◆ Direction ◆
Copy the lines below verbatim, starting with the line that contains "Where can the silver" and going on through the line that contains "<point>391,154</point>", both included.

◆ Record set ◆
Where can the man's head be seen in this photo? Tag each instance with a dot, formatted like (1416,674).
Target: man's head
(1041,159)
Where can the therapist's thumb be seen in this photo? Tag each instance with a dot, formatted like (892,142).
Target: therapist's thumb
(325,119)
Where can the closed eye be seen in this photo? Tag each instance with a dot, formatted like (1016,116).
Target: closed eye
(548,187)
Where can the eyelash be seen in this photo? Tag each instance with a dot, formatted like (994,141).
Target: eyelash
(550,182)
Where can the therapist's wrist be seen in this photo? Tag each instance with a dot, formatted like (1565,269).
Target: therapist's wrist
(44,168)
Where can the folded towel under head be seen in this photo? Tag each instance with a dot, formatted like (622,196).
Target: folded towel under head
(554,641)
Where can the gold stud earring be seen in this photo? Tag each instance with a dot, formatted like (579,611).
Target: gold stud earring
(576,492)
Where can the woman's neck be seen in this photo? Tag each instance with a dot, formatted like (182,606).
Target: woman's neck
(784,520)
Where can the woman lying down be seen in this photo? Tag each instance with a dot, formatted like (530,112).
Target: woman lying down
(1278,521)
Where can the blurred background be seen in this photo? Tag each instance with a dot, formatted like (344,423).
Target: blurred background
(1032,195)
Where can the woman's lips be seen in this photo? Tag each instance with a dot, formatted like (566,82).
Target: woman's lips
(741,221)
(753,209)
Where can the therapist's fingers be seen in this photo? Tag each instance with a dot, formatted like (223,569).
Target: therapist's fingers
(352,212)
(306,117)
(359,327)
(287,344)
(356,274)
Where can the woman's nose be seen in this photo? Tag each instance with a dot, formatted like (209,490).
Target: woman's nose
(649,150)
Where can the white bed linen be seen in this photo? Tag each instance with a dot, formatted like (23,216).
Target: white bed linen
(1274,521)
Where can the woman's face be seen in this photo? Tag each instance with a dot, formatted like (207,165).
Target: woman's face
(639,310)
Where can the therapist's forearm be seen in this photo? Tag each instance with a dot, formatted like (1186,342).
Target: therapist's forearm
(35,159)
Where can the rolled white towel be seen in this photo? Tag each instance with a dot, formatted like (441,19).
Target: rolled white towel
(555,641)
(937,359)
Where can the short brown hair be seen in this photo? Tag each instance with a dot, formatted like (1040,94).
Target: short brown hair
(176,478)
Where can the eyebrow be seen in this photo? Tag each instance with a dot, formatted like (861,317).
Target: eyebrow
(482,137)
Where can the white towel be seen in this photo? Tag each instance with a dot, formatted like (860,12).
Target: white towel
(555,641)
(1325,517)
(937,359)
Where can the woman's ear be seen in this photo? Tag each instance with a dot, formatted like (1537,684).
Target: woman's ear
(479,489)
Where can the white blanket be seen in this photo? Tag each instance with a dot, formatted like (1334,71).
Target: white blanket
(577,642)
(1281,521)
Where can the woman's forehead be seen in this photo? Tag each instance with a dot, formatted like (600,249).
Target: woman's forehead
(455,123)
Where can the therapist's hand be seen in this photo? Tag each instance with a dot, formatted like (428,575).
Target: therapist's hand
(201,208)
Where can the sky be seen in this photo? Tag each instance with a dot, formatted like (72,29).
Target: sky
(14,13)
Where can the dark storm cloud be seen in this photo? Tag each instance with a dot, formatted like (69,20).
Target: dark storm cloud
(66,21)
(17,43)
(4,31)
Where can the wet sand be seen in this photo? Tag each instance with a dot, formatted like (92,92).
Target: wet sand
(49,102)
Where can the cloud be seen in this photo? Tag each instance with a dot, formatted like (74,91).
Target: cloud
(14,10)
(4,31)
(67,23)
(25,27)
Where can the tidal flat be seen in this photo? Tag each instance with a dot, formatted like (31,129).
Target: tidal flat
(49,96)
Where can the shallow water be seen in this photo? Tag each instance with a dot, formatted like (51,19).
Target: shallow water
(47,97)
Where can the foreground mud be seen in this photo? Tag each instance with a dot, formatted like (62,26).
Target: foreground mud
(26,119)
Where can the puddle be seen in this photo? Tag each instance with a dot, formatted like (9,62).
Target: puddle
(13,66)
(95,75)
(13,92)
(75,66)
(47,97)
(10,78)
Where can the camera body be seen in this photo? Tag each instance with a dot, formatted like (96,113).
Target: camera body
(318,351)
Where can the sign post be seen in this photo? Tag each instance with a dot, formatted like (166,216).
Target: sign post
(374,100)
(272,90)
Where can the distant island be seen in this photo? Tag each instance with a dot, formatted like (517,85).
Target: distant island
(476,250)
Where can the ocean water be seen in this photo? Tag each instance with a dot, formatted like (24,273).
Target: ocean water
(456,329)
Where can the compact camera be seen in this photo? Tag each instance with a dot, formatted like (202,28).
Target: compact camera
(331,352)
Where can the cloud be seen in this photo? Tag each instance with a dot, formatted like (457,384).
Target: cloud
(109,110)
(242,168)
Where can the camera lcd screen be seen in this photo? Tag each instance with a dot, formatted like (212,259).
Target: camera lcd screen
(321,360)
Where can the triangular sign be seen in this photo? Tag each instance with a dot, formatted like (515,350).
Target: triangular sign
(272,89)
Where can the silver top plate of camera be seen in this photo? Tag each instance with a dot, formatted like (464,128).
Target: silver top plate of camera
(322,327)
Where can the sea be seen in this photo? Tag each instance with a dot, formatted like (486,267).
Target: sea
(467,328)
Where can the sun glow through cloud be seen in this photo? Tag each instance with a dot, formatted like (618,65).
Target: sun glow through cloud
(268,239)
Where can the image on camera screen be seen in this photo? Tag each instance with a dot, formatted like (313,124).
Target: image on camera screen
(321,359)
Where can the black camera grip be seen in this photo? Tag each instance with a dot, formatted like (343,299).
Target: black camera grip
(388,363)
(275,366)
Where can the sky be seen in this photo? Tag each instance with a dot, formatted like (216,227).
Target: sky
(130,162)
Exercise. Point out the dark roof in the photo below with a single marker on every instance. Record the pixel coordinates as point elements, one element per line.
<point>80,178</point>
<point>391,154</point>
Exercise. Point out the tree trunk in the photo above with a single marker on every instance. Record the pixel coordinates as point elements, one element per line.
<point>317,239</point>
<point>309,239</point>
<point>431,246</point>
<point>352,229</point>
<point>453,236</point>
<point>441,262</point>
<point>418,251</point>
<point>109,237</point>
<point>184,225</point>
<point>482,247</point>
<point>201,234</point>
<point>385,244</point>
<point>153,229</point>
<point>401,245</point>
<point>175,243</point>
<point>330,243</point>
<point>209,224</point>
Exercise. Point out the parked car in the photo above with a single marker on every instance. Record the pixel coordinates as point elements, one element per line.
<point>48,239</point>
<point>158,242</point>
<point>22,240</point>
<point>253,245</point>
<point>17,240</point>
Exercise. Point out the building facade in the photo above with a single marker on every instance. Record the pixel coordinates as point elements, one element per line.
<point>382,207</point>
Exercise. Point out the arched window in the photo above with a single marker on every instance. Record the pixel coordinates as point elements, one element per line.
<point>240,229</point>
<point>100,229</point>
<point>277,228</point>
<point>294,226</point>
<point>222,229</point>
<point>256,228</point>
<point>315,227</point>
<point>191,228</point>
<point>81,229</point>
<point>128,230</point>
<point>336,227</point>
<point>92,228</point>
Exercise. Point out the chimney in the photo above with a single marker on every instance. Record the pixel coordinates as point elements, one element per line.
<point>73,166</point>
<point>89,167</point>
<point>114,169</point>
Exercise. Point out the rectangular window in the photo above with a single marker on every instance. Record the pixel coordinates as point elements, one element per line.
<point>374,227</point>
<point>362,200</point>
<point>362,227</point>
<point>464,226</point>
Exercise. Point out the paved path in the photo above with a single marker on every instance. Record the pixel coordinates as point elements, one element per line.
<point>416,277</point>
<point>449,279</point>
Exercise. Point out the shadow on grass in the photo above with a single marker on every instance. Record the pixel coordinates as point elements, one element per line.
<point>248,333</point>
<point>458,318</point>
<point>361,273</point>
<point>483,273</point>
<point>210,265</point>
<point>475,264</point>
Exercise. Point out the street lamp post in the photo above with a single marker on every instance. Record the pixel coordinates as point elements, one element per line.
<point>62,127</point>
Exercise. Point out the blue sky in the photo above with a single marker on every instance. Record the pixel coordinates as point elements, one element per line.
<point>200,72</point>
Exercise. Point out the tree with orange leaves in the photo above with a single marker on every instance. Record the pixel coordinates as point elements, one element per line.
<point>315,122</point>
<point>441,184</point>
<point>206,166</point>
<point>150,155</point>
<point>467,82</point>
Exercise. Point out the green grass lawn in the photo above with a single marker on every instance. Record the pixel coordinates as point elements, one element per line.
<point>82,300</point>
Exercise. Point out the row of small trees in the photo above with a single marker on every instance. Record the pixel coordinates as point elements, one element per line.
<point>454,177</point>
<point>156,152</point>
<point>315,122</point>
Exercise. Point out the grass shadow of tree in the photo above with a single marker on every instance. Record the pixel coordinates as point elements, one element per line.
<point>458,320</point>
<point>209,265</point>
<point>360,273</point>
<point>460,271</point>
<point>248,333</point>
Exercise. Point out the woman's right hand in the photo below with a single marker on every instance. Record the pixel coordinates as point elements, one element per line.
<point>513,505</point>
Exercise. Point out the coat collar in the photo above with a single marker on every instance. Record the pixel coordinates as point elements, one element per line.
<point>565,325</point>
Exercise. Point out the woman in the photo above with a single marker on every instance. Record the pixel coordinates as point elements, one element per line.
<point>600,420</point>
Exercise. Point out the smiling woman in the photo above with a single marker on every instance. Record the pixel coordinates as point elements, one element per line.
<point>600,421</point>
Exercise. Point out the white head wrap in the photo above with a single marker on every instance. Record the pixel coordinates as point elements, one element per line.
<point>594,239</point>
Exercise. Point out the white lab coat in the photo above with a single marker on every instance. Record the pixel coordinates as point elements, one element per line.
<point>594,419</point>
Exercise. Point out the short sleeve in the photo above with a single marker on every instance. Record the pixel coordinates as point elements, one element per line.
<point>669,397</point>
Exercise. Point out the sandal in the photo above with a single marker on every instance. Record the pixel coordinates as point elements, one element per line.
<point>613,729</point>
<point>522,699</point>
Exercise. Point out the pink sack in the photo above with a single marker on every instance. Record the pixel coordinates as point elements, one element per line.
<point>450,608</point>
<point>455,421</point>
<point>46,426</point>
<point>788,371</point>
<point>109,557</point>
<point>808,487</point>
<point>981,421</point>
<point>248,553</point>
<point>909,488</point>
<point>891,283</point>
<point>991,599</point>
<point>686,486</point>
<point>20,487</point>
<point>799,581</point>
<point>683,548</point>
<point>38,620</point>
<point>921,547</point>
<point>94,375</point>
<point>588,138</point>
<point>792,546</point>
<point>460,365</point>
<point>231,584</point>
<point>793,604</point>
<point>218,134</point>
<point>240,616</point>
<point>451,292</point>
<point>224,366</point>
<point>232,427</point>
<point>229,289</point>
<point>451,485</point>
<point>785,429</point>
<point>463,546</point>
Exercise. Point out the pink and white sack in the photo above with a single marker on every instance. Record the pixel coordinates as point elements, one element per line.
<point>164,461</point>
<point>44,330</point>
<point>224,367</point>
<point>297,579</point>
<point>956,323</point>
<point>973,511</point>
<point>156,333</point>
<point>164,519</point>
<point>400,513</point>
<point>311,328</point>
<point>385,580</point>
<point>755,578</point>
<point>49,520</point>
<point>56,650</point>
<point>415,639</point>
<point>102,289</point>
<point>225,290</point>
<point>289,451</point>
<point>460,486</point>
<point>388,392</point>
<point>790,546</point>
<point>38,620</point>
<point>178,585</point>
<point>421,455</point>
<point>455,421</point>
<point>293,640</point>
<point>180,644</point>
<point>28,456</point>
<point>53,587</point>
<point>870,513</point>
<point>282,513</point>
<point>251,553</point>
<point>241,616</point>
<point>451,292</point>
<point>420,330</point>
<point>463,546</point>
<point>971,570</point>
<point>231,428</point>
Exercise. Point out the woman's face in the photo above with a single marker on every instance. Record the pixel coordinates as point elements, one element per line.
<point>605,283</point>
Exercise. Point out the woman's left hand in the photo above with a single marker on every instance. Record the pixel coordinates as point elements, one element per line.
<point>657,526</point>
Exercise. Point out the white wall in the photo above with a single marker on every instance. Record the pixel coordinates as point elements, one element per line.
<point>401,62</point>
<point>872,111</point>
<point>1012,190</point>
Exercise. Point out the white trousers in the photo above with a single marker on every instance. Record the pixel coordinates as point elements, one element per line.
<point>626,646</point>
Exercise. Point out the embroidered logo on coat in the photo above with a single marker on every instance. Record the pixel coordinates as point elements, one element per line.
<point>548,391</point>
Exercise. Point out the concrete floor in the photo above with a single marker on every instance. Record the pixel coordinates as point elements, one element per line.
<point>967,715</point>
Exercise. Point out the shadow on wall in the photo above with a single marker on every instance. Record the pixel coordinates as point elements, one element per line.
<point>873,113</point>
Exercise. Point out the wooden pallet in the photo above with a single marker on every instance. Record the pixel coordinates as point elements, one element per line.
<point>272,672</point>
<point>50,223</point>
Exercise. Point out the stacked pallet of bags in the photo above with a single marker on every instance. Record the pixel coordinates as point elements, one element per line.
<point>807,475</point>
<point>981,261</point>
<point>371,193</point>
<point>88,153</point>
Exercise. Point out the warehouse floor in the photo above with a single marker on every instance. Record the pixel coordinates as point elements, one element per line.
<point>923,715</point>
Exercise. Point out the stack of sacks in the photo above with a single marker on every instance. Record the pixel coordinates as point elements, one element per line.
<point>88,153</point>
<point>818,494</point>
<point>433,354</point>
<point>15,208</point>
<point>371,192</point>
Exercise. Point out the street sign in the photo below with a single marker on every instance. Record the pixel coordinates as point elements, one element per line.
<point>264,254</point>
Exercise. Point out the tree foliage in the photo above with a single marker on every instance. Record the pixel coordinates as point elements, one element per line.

◆ Final result ◆
Where can the silver top plate of camera be seen in this photo? Tag each instance with a dot, formatted like (464,128).
Target: silver top plate of camera
(322,327)
Where can the sea be seen in this photo? Tag each instance with a dot, formatted like (486,267).
Target: sea
(467,328)
Where can the sun glow through cloud be seen in this photo? Tag each instance with a dot, formatted like (618,65).
Target: sun glow through cloud
(268,239)
Where can the image on camera screen be seen in this photo? Tag each instance with a dot, formatted like (313,124).
Target: image on camera screen
(321,359)
Where can the black camera grip be seen in this photo? Tag each instance with a dot, formatted like (343,299).
Target: black camera grip
(388,363)
(275,366)
Where can the sky be seen in this photo? Tag each instance with a dot, formatted like (216,227).
Target: sky
(130,162)
Exercise. Point out the dark roof in the photo below with a single marker on every instance. Record the pixel coordinates as point elements, one element per line.
<point>80,178</point>
<point>391,154</point>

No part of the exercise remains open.